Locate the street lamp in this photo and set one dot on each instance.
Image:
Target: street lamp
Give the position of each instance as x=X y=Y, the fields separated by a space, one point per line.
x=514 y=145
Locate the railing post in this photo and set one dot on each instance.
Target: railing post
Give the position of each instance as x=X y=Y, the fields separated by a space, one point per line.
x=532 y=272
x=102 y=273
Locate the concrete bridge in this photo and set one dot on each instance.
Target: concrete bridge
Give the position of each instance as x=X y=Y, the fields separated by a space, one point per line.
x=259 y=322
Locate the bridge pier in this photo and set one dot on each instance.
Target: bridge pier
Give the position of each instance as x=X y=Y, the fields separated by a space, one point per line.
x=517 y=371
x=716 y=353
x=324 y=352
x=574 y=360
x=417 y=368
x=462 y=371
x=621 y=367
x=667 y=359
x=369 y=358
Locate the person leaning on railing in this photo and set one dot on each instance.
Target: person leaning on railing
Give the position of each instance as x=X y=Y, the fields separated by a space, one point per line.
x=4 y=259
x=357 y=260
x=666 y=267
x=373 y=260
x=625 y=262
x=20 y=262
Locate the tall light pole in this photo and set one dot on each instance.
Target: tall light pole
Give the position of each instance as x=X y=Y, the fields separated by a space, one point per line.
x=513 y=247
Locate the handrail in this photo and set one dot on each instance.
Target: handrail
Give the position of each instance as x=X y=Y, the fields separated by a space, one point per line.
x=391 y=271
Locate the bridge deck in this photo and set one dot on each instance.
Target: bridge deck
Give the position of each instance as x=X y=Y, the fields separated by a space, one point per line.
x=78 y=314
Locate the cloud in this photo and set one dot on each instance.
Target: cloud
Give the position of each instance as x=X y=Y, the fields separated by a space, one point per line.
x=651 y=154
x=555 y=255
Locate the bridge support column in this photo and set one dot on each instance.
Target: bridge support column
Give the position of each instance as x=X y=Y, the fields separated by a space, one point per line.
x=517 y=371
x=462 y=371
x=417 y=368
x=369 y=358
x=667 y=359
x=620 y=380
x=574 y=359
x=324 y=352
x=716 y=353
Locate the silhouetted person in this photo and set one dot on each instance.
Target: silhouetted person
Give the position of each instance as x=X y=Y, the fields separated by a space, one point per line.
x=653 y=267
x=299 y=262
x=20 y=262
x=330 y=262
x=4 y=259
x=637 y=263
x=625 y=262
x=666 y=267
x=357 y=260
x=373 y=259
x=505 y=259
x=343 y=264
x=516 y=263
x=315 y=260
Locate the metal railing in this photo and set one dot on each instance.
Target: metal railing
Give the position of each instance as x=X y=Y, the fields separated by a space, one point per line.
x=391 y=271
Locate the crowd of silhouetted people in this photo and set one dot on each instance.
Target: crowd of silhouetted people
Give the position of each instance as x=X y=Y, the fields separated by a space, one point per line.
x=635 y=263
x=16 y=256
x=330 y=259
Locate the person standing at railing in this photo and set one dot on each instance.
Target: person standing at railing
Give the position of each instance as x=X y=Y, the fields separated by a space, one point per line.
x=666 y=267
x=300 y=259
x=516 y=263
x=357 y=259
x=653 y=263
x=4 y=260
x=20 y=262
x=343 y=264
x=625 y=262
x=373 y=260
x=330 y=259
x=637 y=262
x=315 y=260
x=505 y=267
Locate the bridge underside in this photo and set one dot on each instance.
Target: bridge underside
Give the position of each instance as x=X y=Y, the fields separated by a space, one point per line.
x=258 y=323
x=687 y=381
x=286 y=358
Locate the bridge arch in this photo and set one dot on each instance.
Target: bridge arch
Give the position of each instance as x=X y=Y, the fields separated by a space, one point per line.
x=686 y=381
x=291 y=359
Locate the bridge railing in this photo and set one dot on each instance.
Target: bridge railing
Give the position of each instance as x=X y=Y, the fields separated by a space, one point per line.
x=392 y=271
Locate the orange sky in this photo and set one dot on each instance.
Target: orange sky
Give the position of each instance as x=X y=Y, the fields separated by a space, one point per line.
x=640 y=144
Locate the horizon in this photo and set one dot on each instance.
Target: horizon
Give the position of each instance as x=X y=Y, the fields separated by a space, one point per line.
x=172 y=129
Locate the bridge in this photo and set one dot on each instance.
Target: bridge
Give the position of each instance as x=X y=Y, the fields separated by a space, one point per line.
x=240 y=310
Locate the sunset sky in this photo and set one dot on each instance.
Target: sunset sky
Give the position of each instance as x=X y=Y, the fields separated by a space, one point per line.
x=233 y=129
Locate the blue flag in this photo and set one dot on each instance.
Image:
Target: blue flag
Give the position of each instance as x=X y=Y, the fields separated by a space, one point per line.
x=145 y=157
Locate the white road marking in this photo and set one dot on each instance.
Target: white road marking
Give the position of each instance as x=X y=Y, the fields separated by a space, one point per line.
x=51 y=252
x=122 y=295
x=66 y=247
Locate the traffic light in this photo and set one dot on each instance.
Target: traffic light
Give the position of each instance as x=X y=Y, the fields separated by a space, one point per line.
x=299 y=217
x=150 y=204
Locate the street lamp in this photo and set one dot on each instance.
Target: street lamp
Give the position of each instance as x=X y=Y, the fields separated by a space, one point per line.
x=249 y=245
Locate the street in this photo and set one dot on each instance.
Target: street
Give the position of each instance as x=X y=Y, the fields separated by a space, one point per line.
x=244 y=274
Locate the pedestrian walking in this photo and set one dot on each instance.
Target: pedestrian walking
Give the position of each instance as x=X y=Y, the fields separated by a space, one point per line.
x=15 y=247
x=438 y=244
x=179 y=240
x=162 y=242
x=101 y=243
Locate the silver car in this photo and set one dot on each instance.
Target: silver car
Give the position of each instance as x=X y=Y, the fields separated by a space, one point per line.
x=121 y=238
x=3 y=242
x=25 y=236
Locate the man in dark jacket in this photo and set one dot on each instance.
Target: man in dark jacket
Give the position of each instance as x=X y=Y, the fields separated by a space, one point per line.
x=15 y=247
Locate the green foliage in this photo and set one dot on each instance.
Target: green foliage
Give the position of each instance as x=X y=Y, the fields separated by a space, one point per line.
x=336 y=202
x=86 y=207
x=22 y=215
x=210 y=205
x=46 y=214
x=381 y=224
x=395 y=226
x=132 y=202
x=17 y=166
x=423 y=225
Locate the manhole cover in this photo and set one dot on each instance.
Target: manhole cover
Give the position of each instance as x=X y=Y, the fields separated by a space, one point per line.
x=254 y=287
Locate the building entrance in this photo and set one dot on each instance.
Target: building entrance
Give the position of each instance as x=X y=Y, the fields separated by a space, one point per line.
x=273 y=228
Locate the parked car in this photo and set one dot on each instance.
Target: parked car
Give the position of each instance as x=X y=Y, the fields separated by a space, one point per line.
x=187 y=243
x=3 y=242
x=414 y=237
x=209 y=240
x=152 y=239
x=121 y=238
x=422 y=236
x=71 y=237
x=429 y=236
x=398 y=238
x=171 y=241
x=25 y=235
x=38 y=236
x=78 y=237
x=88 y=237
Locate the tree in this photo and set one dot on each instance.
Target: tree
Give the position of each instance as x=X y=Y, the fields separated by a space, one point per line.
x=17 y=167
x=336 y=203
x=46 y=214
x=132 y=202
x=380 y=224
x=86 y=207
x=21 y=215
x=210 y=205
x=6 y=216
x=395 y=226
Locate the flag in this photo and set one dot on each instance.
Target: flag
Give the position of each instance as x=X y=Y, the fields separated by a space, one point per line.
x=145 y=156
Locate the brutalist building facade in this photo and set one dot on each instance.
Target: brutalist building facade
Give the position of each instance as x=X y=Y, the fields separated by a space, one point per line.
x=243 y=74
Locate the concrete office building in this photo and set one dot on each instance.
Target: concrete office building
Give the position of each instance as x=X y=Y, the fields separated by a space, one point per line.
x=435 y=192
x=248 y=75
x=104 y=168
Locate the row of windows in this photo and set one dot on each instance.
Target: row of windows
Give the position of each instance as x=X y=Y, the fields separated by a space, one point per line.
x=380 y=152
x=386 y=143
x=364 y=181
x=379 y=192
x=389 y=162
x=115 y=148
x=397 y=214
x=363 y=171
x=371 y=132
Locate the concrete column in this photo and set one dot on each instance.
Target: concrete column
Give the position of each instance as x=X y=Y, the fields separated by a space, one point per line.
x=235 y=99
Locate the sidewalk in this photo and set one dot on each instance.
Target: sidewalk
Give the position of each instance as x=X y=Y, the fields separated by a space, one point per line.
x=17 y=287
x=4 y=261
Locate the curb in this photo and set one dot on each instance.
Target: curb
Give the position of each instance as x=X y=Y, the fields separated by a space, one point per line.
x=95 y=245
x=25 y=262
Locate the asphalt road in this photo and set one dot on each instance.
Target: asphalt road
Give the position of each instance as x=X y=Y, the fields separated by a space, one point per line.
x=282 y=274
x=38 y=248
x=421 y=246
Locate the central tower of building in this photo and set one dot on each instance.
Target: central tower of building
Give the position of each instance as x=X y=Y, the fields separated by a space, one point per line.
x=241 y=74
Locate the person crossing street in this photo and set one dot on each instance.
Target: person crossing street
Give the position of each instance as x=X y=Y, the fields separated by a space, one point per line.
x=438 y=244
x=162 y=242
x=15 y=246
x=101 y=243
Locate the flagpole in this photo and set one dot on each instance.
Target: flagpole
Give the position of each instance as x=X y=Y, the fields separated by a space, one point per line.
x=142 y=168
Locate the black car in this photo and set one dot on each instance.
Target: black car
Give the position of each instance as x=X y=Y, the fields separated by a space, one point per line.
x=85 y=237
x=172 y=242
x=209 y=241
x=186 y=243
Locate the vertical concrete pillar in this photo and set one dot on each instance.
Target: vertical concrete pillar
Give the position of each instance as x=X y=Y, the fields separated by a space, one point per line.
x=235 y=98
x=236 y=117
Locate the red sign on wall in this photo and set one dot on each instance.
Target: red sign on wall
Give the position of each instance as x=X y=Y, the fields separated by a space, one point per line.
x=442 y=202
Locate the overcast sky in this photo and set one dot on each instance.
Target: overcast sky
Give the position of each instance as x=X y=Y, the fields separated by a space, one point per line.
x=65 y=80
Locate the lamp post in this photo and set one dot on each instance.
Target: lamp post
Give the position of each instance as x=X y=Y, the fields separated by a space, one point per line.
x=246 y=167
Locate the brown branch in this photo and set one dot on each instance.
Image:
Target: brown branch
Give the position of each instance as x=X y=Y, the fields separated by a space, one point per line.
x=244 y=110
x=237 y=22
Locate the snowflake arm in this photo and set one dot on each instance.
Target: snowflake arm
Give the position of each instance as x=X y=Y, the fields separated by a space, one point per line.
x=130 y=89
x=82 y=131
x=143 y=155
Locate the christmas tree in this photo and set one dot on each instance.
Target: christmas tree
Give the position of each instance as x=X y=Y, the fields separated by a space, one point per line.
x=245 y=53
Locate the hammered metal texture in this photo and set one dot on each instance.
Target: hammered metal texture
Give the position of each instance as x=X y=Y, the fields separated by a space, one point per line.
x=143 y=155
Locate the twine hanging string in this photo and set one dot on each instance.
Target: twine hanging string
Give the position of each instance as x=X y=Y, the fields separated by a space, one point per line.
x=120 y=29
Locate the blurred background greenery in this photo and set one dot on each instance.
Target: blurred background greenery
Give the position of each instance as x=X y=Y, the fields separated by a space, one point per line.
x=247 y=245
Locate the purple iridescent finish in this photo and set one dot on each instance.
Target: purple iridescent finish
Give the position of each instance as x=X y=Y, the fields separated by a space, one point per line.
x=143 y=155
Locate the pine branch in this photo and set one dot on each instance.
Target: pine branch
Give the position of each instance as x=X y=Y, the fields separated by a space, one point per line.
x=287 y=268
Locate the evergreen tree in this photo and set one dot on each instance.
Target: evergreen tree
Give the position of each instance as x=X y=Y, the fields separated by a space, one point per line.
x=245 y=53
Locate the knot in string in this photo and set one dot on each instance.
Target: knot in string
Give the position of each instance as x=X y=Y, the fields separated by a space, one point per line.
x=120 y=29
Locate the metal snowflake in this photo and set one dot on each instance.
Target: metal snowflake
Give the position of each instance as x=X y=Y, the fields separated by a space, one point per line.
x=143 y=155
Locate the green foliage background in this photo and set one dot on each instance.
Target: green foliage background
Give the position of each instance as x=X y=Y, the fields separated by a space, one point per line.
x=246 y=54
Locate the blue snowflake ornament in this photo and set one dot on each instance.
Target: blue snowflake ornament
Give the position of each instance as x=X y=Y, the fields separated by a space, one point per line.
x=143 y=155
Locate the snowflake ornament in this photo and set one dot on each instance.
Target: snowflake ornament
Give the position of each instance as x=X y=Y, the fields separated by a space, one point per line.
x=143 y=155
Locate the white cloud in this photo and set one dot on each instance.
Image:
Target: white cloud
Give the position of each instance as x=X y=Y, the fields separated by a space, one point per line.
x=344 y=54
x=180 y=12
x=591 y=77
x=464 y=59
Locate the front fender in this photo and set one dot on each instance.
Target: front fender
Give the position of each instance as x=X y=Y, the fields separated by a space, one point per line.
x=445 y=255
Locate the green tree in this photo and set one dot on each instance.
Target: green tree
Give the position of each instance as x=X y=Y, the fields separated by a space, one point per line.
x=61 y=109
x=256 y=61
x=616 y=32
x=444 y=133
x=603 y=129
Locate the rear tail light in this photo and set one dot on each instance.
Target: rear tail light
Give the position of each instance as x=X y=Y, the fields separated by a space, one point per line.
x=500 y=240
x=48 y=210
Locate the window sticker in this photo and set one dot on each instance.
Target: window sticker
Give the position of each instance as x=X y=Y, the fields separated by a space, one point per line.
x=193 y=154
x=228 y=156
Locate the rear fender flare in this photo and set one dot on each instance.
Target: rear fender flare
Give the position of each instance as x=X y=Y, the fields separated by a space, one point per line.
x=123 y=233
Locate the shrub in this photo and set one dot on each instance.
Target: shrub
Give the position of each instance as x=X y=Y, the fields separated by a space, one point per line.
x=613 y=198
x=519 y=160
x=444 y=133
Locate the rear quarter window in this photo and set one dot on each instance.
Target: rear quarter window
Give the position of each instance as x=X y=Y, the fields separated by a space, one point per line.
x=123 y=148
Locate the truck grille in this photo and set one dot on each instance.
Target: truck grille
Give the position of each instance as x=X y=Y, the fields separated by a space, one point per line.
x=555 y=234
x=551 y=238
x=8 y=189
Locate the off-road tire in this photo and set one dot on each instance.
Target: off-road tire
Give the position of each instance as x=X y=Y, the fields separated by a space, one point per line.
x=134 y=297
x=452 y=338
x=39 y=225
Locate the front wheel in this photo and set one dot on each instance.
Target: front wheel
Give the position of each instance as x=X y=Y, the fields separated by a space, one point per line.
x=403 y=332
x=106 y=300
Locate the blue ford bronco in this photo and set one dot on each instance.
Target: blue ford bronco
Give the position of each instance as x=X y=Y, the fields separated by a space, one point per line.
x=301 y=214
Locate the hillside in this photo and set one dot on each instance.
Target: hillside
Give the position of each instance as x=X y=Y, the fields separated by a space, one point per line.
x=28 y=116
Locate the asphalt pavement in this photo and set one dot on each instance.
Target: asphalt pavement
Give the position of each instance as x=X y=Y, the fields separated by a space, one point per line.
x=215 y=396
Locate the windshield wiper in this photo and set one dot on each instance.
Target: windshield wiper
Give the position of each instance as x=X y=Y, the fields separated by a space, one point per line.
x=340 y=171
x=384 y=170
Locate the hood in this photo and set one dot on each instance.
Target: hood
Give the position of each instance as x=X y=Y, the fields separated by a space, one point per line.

****************

# What needs to be done
Above are the records; copy exactly the lines from the one with "Locate the truck" through the final line.

# Reply to the exercise
Locate the truck grille in this photo and set one dot on each instance.
Target: truck grille
Give the position of each instance as x=X y=Y, the fields separated by a space, one point per line.
x=555 y=234
x=551 y=238
x=8 y=189
Locate the off-road tire in this photo and set one dot on each instance.
Target: off-road tire
Give the position of each instance as x=X y=Y, the fields separated by a space, one point per line.
x=134 y=297
x=452 y=338
x=39 y=225
Locate the front wheel in this photo and set one dot on each instance.
Target: front wheel
Give the position of each instance as x=X y=Y, the fields separated by a space, one point per line.
x=403 y=332
x=106 y=300
Locate the blue ford bronco in this photo and set one dot on each instance.
Target: blue ford bronco
Give the position of each instance as x=X y=Y, the fields separated by a space, one point per line.
x=301 y=214
Locate the hillside in this photo and set one dot on each instance.
Target: hillside
Give the position of each instance as x=X y=Y, the fields separated by a space, one point per line.
x=28 y=116
Locate the asphalt pavement in this photo and set one dot on each instance.
Target: asphalt pavement
Give the position of each instance as x=X y=Y, the fields separated by a space, one point per line.
x=215 y=396
Locate the windshield wiper in this photo and set one dot on each instance.
Target: windshield wiper
Give the position of each instance as x=X y=Y, the fields separated by a space, one point per line.
x=340 y=171
x=384 y=170
Locate the hood in this photo and set one dot on each instance.
Target: hood
Give the position of each instance as x=X y=Y, the fields separated by a space, one point per line.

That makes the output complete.